**Consigna A**.
Según el texto sobre Mad Men, ¿en qué ha transformado el contexto la ansiedad característica de la serie?

**Página**.
__________
Los asesinatos de Martin Luther King y Robert Kennedy, la masacre creciente en Vietnam, las protestas en la calle, las redefiniciones de género, en fin. El contexto ha transformado la ansiedad característica de Mad Men en pánico. Los excesos de siempre son insuficientes para extirpar el miedo. Es hora de reinventar viejas perversiones, de probar nuevas drogas. ¿Quién quedará de pie? ¿Quién se estrellará en el piso? Esas son las preguntas que formula el que quizá sea el capítulo más arriesgado en la historia del programa…
Episodio 08: “The Crash”
__________
**Material de partida**.

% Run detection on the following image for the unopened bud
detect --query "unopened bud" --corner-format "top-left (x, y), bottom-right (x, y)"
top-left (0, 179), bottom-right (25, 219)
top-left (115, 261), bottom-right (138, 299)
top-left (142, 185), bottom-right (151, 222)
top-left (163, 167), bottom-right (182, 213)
__________
**Consigna B**.
Reproduce sin ningún cambio todas las líneas del listado.

**Respuesta A**.
En pánico.

**Respuesta B**.
% Run detection on the following image for the unopened bud
detect --query "unopened bud" --corner-format "top-left (x, y), bottom-right (x, y)"
top-left (0, 179), bottom-right (25, 219)
top-left (115, 261), bottom-right (138, 299)
top-left (142, 185), bottom-right (151, 222)
top-left (163, 167), bottom-right (182, 213)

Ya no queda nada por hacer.